### DATA SECTION

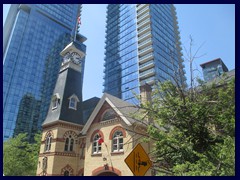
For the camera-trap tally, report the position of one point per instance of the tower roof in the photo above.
(122, 108)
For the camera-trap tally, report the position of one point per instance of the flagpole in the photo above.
(76, 26)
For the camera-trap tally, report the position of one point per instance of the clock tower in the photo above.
(60, 144)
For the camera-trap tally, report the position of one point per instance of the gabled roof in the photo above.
(122, 108)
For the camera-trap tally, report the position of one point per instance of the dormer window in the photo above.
(73, 100)
(55, 101)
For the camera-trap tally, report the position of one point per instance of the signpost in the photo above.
(138, 161)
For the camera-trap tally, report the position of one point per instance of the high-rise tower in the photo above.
(34, 35)
(142, 46)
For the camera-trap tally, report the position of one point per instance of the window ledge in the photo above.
(97, 154)
(117, 152)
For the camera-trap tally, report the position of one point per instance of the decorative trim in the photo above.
(80, 172)
(117, 153)
(50, 132)
(60, 123)
(67, 133)
(106, 168)
(69, 154)
(117, 128)
(55, 140)
(97, 154)
(110, 121)
(95, 132)
(67, 168)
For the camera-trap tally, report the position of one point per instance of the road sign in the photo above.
(138, 161)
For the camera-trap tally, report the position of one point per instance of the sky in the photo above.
(211, 26)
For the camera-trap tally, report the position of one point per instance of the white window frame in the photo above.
(69, 144)
(96, 147)
(55, 101)
(73, 105)
(117, 137)
(48, 143)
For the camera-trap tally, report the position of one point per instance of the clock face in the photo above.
(66, 57)
(76, 58)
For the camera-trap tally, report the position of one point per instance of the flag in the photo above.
(100, 140)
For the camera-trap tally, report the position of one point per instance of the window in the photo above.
(55, 101)
(48, 143)
(96, 147)
(109, 114)
(73, 100)
(117, 141)
(66, 173)
(72, 103)
(69, 143)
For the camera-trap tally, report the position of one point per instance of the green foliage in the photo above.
(199, 129)
(19, 156)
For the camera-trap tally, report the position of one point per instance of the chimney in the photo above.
(145, 93)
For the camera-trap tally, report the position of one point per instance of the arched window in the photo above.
(73, 100)
(96, 146)
(48, 143)
(69, 143)
(55, 101)
(66, 173)
(108, 114)
(117, 141)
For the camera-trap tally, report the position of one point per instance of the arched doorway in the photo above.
(107, 173)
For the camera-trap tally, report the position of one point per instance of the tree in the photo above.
(19, 156)
(197, 134)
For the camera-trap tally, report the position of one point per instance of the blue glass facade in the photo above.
(142, 46)
(34, 35)
(121, 62)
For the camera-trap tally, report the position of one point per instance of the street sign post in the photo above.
(138, 161)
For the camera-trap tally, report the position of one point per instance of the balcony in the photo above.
(145, 43)
(142, 18)
(147, 65)
(144, 36)
(144, 23)
(146, 74)
(146, 50)
(144, 10)
(144, 30)
(141, 6)
(146, 58)
(150, 81)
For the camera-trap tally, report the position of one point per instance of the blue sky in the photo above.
(211, 24)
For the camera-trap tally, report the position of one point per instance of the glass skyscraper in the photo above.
(33, 37)
(142, 46)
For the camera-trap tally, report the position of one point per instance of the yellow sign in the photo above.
(138, 161)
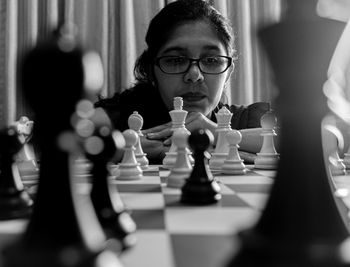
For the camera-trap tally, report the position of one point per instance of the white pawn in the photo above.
(135, 123)
(267, 158)
(346, 159)
(178, 118)
(182, 167)
(221, 150)
(129, 168)
(233, 164)
(330, 135)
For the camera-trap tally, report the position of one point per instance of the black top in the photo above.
(146, 100)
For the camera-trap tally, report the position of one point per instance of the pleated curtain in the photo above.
(116, 30)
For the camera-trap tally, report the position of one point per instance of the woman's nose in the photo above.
(194, 74)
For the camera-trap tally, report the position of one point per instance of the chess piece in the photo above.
(330, 135)
(178, 117)
(233, 164)
(25, 159)
(182, 167)
(135, 122)
(267, 158)
(14, 200)
(300, 224)
(346, 159)
(221, 150)
(200, 188)
(63, 229)
(116, 222)
(129, 168)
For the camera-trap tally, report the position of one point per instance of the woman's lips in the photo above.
(192, 97)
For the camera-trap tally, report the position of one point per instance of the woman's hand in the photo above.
(194, 120)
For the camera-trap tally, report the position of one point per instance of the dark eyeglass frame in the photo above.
(191, 60)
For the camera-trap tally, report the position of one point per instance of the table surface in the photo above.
(171, 234)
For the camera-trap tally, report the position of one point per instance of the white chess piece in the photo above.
(233, 164)
(25, 158)
(178, 117)
(182, 167)
(135, 122)
(346, 159)
(221, 150)
(330, 138)
(267, 158)
(129, 168)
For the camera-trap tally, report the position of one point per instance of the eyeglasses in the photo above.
(181, 64)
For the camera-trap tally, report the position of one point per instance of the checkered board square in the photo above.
(172, 234)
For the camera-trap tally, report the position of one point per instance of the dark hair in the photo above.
(168, 19)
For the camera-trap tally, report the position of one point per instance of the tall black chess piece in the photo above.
(301, 224)
(115, 220)
(200, 188)
(14, 200)
(63, 229)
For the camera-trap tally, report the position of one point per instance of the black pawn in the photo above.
(115, 221)
(301, 225)
(14, 201)
(63, 229)
(200, 188)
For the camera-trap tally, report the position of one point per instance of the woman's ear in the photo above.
(230, 71)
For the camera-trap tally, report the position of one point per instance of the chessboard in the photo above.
(172, 234)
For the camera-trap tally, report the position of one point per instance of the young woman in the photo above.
(190, 53)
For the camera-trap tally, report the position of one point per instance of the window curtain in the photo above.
(116, 30)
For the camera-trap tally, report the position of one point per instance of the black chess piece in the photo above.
(15, 202)
(200, 188)
(301, 224)
(115, 220)
(63, 229)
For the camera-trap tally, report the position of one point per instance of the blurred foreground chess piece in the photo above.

### TASK GOAL
Return every line of the listing above verbatim, from the first to the last, leaving out the pictures.

### ANSWER TO THE EXERCISE
For the camera-trap tally, report the position of one point per instance of the tower roof in the photo above.
(122, 108)
For the camera-trap tally, report the position of one point per instance of the flagpole in the photo above.
(76, 26)
For the camera-trap tally, report the position of one point per instance of the clock tower in the photo above.
(60, 144)
For the camera-trap tally, report the position of one point per instance of the gabled roof in the photo above.
(122, 108)
For the camera-trap tally, report the position of one point per instance of the dormer window in the photo above.
(73, 100)
(55, 101)
For the camera-trap tally, report the position of one point per instance of the signpost in the photo above.
(138, 161)
For the camera-trap tally, report the position of one point per instance of the high-rise tower in the photo above.
(34, 35)
(142, 46)
For the camera-trap tally, report the position of one point per instance of the window ledge in the photo above.
(97, 154)
(117, 152)
For the camera-trap tally, report the position of one point per instance of the decorative trim in the photo above.
(80, 172)
(117, 153)
(50, 132)
(60, 123)
(67, 133)
(106, 168)
(69, 154)
(117, 128)
(55, 140)
(97, 154)
(110, 121)
(95, 132)
(67, 168)
For the camera-trap tally, report the position of one point per instance of the road sign in the photo above.
(138, 161)
For the camera-trap tally, report the position of one point per instance of the sky in the photo above.
(211, 26)
For the camera-trap tally, report the position of one point per instance of the white window frame in the photo above.
(69, 144)
(96, 147)
(55, 101)
(73, 105)
(117, 137)
(48, 143)
For the camera-trap tally, report the position of one point per instance of the clock face in the photo above.
(66, 57)
(76, 58)
For the camera-trap tally, report the position of one point per instance of the flag in the photo above.
(100, 140)
For the camera-trap tally, report the position of one point per instance of the window in the photo above.
(55, 101)
(48, 143)
(96, 147)
(109, 114)
(73, 100)
(117, 141)
(66, 173)
(72, 103)
(69, 143)
For the camera-trap tally, report the position of one point per instance of the green foliage in the photo above.
(199, 129)
(19, 156)
For the camera-trap tally, report the position of one point per instance of the chimney in the photo above.
(145, 93)
For the camera-trap tally, report the position of one point per instance of the arched window in the photo above.
(73, 100)
(96, 146)
(48, 143)
(69, 143)
(55, 101)
(66, 173)
(108, 114)
(117, 141)
For the camera-trap tally, report the position of one point per instance of the arched doorway in the photo above.
(107, 173)
For the camera-trap tally, report the position of one point per instance of the tree in the photo above.
(19, 156)
(197, 134)
For the camera-trap tally, report the position of one point per instance of the blue glass facade in the photo above.
(142, 46)
(34, 35)
(121, 62)
For the camera-trap tally, report the position of one point per instance of the street sign post in the photo above.
(138, 161)
For the camera-trap tally, report the position of one point per instance of the balcony in the photo above.
(145, 43)
(142, 18)
(147, 65)
(144, 36)
(144, 23)
(146, 74)
(146, 50)
(144, 10)
(144, 30)
(141, 6)
(146, 58)
(150, 81)
For the camera-trap tally, report the position of one point per instance of the blue sky in the photo above.
(211, 24)
For the camera-trap tally, report the position of one point per instance of the glass skyscraper in the photo above.
(33, 37)
(142, 46)
For the camera-trap tally, report the position of one point per instance of the yellow sign in the photo above.
(138, 161)
For the camera-trap tally, report the position of one point per instance of the white pawn in the photo above.
(135, 123)
(267, 158)
(346, 159)
(178, 118)
(182, 167)
(221, 150)
(129, 168)
(233, 164)
(330, 135)
For the camera-trap tally, report the position of one point per instance of the black top in the photo above.
(146, 100)
For the camera-trap tally, report the position of one point per instance of the pleated curtain in the photo above.
(116, 30)
For the camera-trap tally, report the position of one point per instance of the woman's nose in the photo above.
(194, 74)
For the camera-trap tally, report the position of one point per instance of the chess piece in the photo above.
(330, 135)
(178, 117)
(233, 164)
(25, 159)
(182, 167)
(135, 122)
(267, 158)
(14, 200)
(300, 224)
(346, 159)
(221, 150)
(200, 188)
(63, 229)
(116, 222)
(129, 168)
For the camera-trap tally, report the position of one point per instance of the woman's lips in the photo above.
(192, 97)
For the camera-trap tally, report the position of one point per instance of the woman's hand in the photo above.
(194, 120)
For the camera-trap tally, report the position of one point per instance of the dark eyeglass frame in the photo above.
(191, 60)
For the camera-trap tally, report the position of one point per instance of the table surface in the photo above.
(171, 234)
For the camera-trap tally, report the position of one point per instance of the white chess piece in the photo above.
(233, 164)
(25, 158)
(178, 117)
(182, 167)
(135, 122)
(346, 159)
(221, 150)
(330, 138)
(267, 158)
(129, 168)
For the camera-trap tally, report the position of one point per instance of the eyeglasses in the photo above.
(181, 64)
For the camera-trap tally, report the position of one point per instance of the checkered board square in the photo above.
(172, 234)
For the camera-trap tally, report the position of one point per instance of the dark hair in the photo above.
(168, 19)
For the camera-trap tally, report the position of one point per instance of the tall black chess piece in the photo above.
(301, 224)
(115, 220)
(200, 188)
(14, 200)
(63, 229)
For the camera-trap tally, report the position of one point per instance of the black pawn in the photo above.
(115, 221)
(301, 225)
(14, 201)
(63, 229)
(200, 188)
For the camera-trap tally, report the position of one point per instance of the woman's ear in the photo above.
(230, 71)
For the camera-trap tally, report the position of one point per instance of the chessboard in the photo above.
(172, 234)
For the camera-trap tally, report the position of one point per instance of the young woman in the photo above.
(190, 53)
For the camera-trap tally, report the position of one point per instance of the window curtain in the photo above.
(116, 30)
For the camera-trap tally, report the position of one point per instance of the black chess piece in the photo above.
(15, 202)
(200, 188)
(301, 224)
(115, 220)
(63, 229)
For the camera-trap tally, report the position of one point per instance of the blurred foreground chess piece in the photo above.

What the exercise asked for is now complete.